- [REQUIRED WORK]: Rewrite the listing from its start through the line containing "column 508, row 358", substituting "Object" for each occurrence of "Target" and leaving everything else unchanged.

━━━━━━━━━━━━━━━━

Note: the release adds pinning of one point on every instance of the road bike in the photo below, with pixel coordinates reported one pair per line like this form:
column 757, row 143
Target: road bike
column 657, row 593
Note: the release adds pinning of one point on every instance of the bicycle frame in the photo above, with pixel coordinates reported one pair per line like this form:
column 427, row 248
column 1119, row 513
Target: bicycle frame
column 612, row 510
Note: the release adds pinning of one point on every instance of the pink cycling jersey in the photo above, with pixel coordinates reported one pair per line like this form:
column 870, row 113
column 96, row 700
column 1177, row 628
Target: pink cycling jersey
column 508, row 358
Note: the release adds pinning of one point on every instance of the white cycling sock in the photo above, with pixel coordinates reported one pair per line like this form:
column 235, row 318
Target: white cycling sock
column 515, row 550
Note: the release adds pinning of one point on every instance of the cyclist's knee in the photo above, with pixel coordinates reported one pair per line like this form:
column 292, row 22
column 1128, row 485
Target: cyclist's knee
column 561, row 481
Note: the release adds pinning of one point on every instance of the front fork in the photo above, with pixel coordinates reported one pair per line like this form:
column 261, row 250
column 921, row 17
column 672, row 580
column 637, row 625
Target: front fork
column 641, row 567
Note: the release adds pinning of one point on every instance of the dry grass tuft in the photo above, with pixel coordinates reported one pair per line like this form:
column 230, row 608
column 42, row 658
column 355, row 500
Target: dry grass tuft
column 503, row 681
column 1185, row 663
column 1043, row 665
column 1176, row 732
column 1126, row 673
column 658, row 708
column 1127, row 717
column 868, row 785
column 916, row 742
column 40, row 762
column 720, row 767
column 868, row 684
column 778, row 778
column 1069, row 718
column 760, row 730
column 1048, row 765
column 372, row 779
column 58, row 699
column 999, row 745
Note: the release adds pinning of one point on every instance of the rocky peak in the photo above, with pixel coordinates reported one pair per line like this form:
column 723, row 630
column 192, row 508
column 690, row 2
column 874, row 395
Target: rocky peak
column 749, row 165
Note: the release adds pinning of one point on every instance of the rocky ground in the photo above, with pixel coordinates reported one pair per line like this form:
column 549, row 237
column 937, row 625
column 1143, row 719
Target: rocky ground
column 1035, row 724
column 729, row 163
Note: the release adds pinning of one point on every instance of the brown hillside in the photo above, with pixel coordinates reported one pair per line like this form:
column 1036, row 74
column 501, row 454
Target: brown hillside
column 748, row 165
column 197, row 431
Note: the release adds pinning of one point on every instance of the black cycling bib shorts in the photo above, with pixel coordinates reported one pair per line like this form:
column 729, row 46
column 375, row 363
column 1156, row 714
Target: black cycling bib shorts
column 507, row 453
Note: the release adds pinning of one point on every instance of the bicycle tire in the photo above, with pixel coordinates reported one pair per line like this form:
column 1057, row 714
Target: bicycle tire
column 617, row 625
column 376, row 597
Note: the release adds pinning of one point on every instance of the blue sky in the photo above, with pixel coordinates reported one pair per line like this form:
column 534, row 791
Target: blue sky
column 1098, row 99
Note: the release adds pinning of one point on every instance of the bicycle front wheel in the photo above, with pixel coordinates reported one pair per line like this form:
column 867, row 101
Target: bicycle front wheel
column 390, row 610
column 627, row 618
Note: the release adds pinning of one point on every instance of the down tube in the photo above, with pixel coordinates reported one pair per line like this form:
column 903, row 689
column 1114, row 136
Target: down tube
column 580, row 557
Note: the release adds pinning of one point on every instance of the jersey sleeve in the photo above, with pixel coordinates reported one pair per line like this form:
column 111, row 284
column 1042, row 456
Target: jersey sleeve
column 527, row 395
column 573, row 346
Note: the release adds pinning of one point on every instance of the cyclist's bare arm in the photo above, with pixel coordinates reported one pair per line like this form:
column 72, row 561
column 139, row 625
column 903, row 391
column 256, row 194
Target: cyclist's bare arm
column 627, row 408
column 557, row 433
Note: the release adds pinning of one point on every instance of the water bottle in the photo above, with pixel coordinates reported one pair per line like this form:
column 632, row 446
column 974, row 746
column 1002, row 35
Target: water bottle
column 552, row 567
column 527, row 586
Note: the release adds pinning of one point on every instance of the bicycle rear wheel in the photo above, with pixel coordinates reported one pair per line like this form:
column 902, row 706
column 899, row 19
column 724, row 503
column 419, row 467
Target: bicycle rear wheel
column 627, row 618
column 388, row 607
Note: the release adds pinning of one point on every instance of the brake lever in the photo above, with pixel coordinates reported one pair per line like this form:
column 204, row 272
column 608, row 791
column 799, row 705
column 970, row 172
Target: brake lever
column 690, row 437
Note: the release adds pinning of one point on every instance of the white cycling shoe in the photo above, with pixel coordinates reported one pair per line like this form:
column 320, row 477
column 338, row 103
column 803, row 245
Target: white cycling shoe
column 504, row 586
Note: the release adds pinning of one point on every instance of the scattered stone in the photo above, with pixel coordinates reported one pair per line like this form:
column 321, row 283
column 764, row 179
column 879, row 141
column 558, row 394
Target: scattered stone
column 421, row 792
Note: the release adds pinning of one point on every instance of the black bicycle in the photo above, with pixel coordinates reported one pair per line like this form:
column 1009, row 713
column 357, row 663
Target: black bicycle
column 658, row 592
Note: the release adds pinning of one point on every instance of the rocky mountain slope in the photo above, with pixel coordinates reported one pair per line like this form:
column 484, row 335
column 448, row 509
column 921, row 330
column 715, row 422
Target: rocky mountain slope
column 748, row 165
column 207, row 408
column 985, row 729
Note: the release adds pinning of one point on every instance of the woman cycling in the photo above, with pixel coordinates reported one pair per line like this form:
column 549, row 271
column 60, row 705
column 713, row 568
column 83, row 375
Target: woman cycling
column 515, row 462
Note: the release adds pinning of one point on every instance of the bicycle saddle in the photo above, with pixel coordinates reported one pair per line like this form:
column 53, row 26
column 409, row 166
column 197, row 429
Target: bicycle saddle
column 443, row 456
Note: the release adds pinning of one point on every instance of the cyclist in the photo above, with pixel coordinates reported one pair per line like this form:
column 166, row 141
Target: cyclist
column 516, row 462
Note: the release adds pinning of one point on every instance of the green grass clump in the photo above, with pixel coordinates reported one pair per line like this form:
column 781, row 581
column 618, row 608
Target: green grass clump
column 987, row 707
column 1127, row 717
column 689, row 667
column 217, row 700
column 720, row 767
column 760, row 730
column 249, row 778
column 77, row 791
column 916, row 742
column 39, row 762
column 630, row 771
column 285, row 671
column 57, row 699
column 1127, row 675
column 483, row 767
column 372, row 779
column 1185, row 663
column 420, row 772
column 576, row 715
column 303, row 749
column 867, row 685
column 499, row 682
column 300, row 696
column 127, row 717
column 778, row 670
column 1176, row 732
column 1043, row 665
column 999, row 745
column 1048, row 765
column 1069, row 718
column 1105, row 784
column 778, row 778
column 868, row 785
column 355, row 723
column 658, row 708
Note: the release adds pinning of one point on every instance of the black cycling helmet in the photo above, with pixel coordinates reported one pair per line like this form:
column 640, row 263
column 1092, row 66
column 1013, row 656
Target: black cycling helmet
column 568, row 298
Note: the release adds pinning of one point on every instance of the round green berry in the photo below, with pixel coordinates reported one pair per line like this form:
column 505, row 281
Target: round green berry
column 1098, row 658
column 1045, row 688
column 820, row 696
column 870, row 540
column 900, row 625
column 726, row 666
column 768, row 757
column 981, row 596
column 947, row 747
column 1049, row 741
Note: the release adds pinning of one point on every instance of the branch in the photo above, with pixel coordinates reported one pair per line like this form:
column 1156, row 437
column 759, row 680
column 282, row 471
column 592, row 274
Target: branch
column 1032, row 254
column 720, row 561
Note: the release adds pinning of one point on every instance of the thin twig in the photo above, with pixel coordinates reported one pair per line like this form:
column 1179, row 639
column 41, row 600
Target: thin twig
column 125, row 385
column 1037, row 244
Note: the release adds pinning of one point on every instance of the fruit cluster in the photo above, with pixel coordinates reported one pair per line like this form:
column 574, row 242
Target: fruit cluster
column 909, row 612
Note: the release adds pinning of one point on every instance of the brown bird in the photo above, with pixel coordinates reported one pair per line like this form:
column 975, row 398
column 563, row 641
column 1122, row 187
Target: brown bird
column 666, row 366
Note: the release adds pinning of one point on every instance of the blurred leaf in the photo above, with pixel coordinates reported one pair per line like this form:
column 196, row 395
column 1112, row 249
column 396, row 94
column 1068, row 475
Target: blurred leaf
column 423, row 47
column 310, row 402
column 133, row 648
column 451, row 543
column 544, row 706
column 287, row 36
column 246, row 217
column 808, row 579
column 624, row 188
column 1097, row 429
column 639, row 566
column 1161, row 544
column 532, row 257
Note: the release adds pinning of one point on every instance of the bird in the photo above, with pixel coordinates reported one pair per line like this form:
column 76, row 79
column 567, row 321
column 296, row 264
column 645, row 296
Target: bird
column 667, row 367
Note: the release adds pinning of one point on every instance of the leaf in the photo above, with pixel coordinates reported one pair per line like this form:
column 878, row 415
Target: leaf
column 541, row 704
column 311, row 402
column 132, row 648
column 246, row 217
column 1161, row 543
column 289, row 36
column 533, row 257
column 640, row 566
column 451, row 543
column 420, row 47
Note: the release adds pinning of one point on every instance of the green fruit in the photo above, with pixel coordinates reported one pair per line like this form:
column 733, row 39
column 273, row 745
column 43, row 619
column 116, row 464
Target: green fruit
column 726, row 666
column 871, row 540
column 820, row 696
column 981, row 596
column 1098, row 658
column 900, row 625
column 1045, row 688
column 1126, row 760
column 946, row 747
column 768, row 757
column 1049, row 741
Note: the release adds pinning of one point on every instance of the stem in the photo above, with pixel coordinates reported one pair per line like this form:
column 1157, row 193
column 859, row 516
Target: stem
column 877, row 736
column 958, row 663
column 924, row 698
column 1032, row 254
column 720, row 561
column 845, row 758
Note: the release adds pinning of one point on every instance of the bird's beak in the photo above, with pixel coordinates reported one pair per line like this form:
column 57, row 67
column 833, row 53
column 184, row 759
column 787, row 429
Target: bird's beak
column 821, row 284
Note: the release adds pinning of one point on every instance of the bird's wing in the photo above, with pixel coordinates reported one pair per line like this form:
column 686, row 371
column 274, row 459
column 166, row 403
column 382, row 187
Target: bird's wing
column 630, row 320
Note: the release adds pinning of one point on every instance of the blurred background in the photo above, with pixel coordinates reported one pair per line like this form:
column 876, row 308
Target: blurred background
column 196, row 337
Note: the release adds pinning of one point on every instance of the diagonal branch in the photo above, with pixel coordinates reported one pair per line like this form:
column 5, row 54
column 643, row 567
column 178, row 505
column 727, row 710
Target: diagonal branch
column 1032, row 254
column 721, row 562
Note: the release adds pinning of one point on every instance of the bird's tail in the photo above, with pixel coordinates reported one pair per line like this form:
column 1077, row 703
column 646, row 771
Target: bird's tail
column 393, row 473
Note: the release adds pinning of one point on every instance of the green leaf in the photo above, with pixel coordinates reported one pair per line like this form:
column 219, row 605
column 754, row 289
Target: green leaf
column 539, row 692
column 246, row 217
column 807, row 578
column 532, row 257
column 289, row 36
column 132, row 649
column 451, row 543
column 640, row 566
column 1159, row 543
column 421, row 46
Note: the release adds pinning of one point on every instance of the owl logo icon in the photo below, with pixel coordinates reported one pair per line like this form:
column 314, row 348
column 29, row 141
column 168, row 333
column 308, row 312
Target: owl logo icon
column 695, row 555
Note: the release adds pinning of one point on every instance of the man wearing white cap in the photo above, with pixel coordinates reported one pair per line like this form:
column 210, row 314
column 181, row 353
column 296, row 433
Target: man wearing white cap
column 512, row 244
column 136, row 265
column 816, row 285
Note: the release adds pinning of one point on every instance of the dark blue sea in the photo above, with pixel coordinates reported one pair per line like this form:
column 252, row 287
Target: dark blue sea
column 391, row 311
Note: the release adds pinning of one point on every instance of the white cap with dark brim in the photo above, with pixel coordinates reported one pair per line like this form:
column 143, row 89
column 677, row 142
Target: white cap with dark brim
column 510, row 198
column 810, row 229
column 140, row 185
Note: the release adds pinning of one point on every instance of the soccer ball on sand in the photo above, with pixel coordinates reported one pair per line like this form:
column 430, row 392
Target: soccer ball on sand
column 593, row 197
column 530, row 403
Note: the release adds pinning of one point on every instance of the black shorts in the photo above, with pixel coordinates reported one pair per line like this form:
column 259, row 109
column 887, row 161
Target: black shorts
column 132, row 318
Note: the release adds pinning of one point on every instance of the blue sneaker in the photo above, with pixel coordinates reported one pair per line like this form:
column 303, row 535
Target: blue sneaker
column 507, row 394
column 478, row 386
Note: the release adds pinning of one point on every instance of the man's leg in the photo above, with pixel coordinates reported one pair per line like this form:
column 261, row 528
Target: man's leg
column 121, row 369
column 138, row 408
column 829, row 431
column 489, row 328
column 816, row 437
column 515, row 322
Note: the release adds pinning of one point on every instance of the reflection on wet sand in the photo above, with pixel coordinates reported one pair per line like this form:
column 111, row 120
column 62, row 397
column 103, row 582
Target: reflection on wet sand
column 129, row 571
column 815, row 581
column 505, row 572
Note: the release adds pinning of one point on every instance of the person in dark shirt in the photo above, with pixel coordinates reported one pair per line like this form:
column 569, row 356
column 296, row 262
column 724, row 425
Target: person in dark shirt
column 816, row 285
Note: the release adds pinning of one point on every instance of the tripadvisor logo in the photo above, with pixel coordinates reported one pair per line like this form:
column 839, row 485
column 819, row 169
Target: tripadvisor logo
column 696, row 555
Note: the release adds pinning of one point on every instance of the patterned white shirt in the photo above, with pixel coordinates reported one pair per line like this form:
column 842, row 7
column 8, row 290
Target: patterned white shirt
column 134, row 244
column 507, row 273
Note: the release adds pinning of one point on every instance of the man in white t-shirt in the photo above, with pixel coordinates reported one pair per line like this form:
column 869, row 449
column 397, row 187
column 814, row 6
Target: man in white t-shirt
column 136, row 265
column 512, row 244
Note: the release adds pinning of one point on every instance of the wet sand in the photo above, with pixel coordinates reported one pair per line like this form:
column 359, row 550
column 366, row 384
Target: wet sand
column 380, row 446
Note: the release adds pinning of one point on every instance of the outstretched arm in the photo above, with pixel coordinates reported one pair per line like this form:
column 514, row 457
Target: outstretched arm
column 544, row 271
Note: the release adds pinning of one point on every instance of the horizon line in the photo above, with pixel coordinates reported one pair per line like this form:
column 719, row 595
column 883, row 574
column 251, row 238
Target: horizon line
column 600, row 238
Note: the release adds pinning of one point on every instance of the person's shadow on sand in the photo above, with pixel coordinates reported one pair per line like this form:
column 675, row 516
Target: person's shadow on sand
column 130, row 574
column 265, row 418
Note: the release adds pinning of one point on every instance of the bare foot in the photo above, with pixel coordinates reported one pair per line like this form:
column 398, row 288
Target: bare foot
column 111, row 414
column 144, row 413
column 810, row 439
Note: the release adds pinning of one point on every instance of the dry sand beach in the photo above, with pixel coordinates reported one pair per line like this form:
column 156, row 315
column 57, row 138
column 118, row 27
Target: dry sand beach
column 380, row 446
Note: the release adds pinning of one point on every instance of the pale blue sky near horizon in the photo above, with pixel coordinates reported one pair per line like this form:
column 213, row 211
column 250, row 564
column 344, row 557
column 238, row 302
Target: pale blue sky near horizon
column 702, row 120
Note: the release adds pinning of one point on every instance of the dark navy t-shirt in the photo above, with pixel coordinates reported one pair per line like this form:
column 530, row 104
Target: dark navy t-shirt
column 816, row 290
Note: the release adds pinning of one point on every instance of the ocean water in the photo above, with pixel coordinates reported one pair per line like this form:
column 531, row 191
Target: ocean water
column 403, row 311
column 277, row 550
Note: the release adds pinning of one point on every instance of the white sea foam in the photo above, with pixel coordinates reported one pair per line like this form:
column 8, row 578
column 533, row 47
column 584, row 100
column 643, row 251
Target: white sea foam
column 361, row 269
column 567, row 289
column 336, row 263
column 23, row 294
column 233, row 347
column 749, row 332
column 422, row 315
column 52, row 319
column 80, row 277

━━━━━━━━━━━━━━━━

- [TASK RESULT]:
Note: the release adds pinning of one point on every instance of the road bike in the photo below, with pixel coordinates reported one pair per line like this form:
column 757, row 143
Object: road bike
column 657, row 593
Note: the release adds pinning of one point on every instance of the bicycle frame in the photo above, with pixel coordinates reported one pair per line like this form:
column 427, row 248
column 1119, row 513
Object: bicycle frame
column 612, row 510
Note: the release adds pinning of one point on every instance of the pink cycling jersey in the photo above, with pixel coordinates reported one pair per line like this form:
column 870, row 113
column 96, row 700
column 1177, row 628
Object: pink cycling jersey
column 508, row 358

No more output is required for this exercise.